**Supplied text:**

These announcements, in themselves, don’t solve all the problems created by a No Deal Brexit and are entirely proposed in the interests of the EU. Other problems will still arise. For example, financial services firms will still need offices in the EU as ‘passporting’, giving UK firms the right to operate in the EU, won’t be available anymore. ‘Pet passports’ won’t apply for UK citizens. Perhaps most importantly, additional checks on shipments entering the EU are inevitable, because of livestock regulations or the application of tariffs.

But companies and authorities are making contingency plans of their own. Unilever is apparently stockpiling Magnum ice creams in case of supply problems. Honda – now in the news for plans to close its Swindon car plant – was already planning a short shutdown to allow for delays in getting parts from continental Europe, suggesting that problems with just-in-time manufacturing could be solved by, er, keeping more parts in stock than before.

Port authorities on both sides of the Channel have repeatedly said they will keep traffic flowing, avoiding huge delays. Calais’s freight terminal boss, Jean-Marc Puissesseau, told BBC Radio 4’s Today in January: ‘There will not be any delay. The trucks will be passing as they are doing today.’ Maybe this is overconfidence or a desperate attempt to cling to freight business, but surely Puissesseau’s views should be taken as seriously as those of the doom-mongers. Even then, ‘frictionless trade’ through Calais is often already a misnomer. As one trucker told a Guardian writer earlier this year who accompanied him on the crossing: ‘I wanted to make it common knowledge how congested Calais already is. It runs smoothly, but sometimes you can wait up to nine hours… This is pure luck it only took an hour-and-a-half. A few hours later and it would be gridlock.’

Just in case, the UK government has paid ferry companies to provide extra services on alternative routes to and from the continent. Doing so much ‘on the hoof’ leads to cockups. The awarding of a contract to Seaborne Freight – a company that has never run ferries – was proof of the incompetence of the transport secretary, Chris Grayling.

**Supplied information:**

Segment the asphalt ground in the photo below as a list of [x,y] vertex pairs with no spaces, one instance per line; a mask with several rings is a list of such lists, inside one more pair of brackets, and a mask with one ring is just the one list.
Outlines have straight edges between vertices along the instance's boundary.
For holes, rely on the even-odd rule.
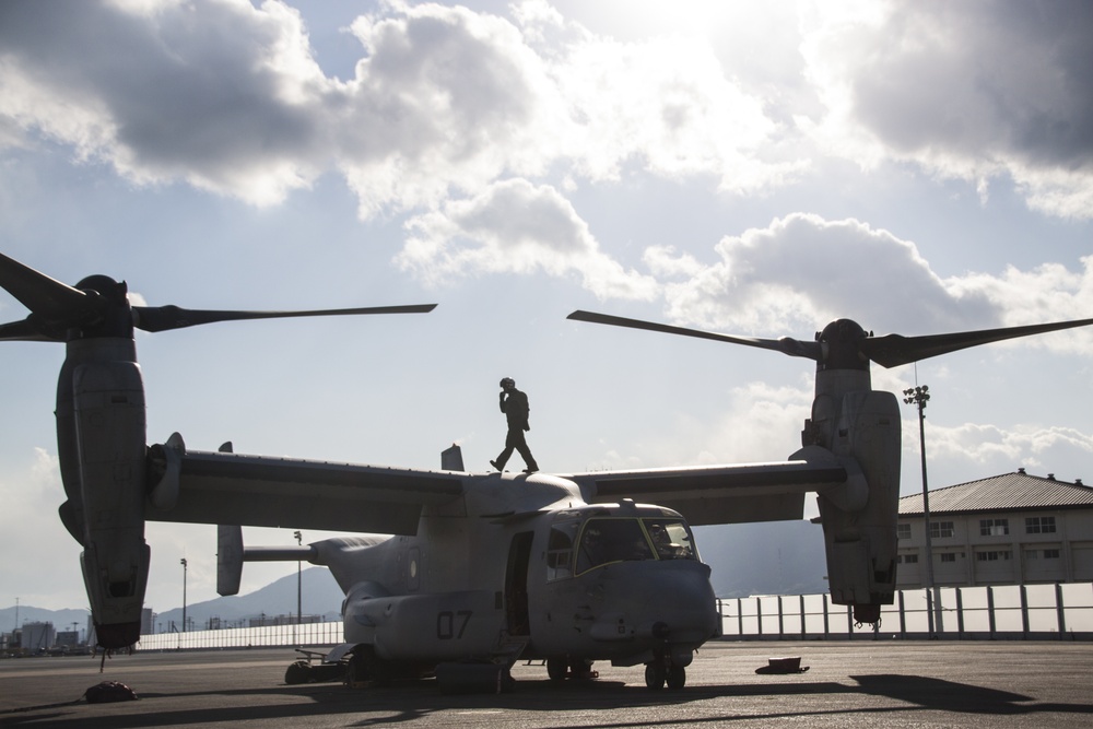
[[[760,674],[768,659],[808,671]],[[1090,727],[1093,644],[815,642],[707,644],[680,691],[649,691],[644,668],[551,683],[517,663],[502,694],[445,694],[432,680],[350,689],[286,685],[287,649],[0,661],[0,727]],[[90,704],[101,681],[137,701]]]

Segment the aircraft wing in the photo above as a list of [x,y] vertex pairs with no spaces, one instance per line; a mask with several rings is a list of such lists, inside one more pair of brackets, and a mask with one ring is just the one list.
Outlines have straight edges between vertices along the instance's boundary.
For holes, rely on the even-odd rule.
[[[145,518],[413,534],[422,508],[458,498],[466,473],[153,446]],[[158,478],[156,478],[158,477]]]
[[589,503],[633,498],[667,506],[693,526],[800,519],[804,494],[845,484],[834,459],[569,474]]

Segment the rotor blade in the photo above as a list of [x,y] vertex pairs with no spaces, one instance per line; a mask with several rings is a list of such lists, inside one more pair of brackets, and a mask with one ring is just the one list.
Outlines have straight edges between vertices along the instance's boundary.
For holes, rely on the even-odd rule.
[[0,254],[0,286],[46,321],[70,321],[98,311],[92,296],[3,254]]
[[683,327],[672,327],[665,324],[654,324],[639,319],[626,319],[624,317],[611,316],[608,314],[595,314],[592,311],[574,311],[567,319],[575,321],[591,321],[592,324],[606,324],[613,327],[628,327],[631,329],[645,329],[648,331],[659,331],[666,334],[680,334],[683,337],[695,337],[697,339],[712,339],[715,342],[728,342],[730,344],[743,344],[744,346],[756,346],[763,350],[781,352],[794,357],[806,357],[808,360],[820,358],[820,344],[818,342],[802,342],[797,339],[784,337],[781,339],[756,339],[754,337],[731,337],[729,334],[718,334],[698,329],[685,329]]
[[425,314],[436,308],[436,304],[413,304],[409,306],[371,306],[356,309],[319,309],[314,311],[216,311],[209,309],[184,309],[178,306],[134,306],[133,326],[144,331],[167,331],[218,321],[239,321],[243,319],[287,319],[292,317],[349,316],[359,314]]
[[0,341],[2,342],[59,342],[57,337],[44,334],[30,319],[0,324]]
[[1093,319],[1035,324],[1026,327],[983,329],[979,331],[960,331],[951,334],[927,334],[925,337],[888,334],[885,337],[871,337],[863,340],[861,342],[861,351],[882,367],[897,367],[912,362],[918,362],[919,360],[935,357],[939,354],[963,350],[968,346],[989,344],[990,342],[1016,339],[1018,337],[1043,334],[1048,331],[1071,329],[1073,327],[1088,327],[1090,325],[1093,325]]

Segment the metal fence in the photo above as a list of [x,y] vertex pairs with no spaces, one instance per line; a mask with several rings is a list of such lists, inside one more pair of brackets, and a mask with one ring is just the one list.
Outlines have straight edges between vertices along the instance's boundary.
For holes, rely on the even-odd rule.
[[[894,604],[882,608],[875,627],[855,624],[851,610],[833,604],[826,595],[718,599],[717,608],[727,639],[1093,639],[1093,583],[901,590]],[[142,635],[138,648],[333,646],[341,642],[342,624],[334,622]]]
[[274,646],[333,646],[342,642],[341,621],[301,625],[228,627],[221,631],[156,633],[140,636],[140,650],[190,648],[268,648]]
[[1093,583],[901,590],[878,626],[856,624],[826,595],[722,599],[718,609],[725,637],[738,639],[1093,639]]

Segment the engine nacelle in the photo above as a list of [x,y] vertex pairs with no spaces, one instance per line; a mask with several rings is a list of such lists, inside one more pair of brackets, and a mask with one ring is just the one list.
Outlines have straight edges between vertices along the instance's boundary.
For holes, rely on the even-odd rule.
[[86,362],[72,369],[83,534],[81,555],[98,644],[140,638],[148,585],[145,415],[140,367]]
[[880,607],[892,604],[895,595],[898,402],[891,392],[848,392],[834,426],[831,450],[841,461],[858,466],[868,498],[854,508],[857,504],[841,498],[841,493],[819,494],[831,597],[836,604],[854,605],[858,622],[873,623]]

**What is being asked:**
Answer these from the Brexit text:
(a) Which company is said to be stockpiling Magnum ice creams?
(b) What role does Jean-Marc Puissesseau hold?
(c) Which company that has never run ferries was awarded a contract?

**Written response:**
(a) Unilever
(b) He is Calais's freight terminal boss.
(c) Seaborne Freight